**Instructions**.
- A) According to the excerpt on business-cycle variability, what is the largest share of cyclical output variability that Shapiro and Watson attribute to nominal shocks?
- B) Write what comes next in the notes on business-cycle variability, after their final bullet.

**Excerpt**.
  • Does some ‘thought-experiments’, results in Question “I ask what the effect on welfare would be if all consumption variability could be eliminated.” and Answer “trivally small… .0005”.
  • Shapiro and Watson in 1988 attempt to “break down the variance of production and other variables into a fraction due to what these authors call “demand” shocks (and which I will call “nominal” shocks) and fractions due to technology and other sources.”
  • “Shapiro and Watson find that at most 30 percent of cyclical output variability can be attributed to nominal shocks. Working from the opposite direction, Prescott and Aiyagari conclude that at least 75 percent of cyclical output variability must be due to technology shocks….Even so, on the basis of this evidence I find it hard to imagine that more than 30 percent of the cyclical variability observed in the postwar U.S. could or should be removed by changes in the way monetary and fiscal policy is conducted.”

**Entries provided**.
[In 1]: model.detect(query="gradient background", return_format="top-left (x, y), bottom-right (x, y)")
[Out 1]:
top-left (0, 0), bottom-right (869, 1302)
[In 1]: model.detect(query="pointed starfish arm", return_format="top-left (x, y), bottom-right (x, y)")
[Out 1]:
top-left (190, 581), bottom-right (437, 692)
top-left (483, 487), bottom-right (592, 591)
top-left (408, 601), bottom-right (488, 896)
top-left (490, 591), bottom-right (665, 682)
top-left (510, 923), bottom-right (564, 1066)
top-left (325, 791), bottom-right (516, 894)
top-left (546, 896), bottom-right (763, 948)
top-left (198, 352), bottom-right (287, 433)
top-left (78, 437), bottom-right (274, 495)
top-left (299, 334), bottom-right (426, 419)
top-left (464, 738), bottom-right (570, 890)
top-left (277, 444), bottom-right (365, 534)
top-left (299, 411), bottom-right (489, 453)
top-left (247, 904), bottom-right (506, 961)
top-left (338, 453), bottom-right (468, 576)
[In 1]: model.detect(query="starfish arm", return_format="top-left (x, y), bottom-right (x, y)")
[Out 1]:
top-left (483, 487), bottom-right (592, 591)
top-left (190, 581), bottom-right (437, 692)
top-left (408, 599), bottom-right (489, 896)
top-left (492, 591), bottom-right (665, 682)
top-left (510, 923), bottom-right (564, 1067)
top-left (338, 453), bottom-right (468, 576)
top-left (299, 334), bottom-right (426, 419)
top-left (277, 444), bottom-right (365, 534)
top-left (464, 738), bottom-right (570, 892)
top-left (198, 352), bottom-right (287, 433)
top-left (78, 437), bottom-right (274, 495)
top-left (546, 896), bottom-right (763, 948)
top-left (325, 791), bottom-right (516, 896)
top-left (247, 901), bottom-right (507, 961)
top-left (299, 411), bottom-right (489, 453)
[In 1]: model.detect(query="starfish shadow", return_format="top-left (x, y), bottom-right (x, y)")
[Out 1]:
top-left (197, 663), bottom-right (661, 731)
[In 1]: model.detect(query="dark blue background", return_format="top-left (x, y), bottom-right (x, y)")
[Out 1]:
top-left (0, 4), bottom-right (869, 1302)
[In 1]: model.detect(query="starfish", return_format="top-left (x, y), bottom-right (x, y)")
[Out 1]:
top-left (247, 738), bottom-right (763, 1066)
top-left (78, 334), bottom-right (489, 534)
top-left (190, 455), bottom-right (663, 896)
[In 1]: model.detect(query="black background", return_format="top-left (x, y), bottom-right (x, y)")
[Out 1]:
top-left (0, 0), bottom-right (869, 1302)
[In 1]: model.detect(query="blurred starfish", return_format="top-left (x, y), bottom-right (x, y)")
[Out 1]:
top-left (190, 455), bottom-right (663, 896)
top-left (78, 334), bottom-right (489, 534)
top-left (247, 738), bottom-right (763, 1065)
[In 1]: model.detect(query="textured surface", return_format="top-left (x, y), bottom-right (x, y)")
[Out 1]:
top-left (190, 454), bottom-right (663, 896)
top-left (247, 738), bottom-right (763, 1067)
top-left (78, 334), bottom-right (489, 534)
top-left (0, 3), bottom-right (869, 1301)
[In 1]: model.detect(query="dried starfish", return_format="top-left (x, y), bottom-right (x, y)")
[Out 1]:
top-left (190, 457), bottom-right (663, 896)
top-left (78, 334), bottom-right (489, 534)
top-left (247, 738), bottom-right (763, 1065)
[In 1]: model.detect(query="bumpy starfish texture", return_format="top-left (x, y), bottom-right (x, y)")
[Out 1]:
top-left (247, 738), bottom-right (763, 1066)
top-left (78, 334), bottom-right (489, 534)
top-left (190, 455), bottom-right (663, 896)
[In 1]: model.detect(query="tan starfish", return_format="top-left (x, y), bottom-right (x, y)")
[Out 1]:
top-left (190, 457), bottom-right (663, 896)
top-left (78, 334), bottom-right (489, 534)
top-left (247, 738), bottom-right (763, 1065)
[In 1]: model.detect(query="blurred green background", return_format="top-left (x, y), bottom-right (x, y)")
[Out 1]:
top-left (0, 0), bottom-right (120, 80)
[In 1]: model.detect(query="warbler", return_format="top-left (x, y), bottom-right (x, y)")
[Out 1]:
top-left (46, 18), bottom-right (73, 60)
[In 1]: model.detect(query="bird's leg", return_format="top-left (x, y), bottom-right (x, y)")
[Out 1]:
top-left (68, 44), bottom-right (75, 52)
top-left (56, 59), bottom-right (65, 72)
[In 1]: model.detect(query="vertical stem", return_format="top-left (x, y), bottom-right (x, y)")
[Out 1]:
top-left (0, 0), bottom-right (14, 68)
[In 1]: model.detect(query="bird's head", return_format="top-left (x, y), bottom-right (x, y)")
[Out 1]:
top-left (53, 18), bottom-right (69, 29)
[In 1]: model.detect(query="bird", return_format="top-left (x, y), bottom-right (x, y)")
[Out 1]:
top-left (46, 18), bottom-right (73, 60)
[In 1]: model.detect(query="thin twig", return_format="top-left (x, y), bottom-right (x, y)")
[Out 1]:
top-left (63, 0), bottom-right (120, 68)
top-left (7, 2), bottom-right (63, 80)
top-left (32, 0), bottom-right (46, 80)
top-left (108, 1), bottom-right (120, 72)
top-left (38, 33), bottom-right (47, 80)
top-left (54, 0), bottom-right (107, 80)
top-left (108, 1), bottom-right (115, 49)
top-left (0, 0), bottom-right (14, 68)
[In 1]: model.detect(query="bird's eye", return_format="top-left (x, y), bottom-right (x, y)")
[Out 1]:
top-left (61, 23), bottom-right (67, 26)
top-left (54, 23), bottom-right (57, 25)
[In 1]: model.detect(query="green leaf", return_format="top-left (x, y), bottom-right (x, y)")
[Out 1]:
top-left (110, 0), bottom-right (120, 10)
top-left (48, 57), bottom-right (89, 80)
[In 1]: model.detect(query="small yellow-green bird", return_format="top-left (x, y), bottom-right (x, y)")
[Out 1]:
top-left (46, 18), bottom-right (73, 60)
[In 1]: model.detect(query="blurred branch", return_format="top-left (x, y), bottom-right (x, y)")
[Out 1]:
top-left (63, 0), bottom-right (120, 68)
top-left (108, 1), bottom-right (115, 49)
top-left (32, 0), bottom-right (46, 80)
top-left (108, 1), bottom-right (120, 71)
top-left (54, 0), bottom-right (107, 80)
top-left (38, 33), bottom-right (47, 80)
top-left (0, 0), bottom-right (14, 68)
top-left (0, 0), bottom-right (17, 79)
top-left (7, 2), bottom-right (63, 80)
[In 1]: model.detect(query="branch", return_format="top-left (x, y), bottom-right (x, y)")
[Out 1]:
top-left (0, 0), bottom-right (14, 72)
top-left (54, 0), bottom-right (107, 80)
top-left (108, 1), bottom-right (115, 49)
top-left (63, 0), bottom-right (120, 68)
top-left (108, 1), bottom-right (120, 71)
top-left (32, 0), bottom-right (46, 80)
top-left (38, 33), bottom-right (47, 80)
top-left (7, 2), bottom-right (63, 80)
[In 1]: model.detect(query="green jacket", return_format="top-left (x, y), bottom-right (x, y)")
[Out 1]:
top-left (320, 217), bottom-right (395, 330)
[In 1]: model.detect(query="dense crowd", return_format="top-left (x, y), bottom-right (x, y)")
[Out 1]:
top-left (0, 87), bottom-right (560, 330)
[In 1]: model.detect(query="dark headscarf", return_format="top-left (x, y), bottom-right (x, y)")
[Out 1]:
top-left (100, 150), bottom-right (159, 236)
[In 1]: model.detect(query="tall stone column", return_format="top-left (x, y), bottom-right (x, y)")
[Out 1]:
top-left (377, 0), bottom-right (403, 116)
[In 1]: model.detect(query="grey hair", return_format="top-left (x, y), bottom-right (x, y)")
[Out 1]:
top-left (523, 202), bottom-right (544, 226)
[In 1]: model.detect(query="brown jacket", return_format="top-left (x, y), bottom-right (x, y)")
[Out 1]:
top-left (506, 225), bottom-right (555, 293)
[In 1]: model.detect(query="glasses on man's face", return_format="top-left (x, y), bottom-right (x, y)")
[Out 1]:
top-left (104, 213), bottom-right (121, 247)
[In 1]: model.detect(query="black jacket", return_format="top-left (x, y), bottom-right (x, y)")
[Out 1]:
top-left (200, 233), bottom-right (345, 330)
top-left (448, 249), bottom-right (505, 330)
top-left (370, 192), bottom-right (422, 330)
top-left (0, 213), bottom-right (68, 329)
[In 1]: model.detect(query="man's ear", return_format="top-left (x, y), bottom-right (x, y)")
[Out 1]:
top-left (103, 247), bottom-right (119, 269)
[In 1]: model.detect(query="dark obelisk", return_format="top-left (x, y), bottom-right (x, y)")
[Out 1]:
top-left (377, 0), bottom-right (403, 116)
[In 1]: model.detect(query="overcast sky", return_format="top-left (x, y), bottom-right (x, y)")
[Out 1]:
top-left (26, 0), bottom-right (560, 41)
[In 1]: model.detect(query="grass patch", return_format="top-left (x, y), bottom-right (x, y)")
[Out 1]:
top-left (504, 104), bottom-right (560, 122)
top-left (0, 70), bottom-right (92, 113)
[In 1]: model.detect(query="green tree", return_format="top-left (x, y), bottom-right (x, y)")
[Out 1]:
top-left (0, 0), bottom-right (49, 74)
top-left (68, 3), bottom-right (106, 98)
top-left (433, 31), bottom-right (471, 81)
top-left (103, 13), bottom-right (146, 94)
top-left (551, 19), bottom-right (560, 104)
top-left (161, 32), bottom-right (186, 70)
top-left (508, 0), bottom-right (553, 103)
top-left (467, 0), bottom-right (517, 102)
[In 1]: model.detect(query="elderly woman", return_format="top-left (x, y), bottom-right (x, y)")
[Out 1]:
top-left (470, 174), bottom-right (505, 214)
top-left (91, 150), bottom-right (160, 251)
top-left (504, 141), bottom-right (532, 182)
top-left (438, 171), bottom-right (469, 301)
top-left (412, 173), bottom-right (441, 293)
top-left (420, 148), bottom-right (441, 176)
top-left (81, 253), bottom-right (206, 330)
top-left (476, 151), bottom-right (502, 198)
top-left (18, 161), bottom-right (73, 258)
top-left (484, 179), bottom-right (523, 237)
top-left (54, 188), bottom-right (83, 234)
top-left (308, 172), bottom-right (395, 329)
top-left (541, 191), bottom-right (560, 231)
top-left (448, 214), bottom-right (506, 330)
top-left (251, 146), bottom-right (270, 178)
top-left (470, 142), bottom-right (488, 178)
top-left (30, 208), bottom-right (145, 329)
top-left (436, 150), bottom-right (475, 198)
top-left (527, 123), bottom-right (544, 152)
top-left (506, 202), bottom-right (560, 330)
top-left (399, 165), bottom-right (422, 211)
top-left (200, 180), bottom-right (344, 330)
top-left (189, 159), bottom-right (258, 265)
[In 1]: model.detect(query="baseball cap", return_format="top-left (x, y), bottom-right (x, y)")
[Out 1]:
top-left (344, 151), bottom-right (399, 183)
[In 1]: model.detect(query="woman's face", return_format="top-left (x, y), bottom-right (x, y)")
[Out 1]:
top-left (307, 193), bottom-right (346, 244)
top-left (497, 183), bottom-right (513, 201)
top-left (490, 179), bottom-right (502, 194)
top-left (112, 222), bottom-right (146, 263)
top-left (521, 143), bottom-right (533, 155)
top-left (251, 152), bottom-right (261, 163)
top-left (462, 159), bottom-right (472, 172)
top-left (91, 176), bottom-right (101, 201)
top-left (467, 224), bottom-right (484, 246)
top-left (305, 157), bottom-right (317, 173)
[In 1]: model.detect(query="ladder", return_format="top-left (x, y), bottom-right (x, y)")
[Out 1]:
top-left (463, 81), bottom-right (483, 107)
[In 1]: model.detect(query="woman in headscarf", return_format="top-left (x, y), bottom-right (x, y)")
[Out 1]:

**Results of the exercise**.
- A) At most 30 percent.

- B)
  • Alvarez and Jermann in 2000 find that “The gain from the removal of all consumption variability about trend, estimated in this way, is large–around 30 percent of consumption.15 This is a reflection of the high risk aversion needed to match the 6 percent equity premium, and can be compared to Tallarini’s estimate of 10 percent. But the gain from removing risk at what Alvarez and Jermann call business cycle frequencies–cycles of 8 years or less–is two orders of magnitude smaller, around 0.3 percent. Most of the high return on equity is estimated to be compensation for long term risk only, risk that could not be.” “The great contribution of Alvarez and Jermann is to show that even using the highest available estimate of risk aversion, the gain from further reductions in business cycle risk is below one-tenth of one percent of consumption. The evidence also leaves one free to believe–as I do–that the gain is in fact one or two orders of magnitude smaller.”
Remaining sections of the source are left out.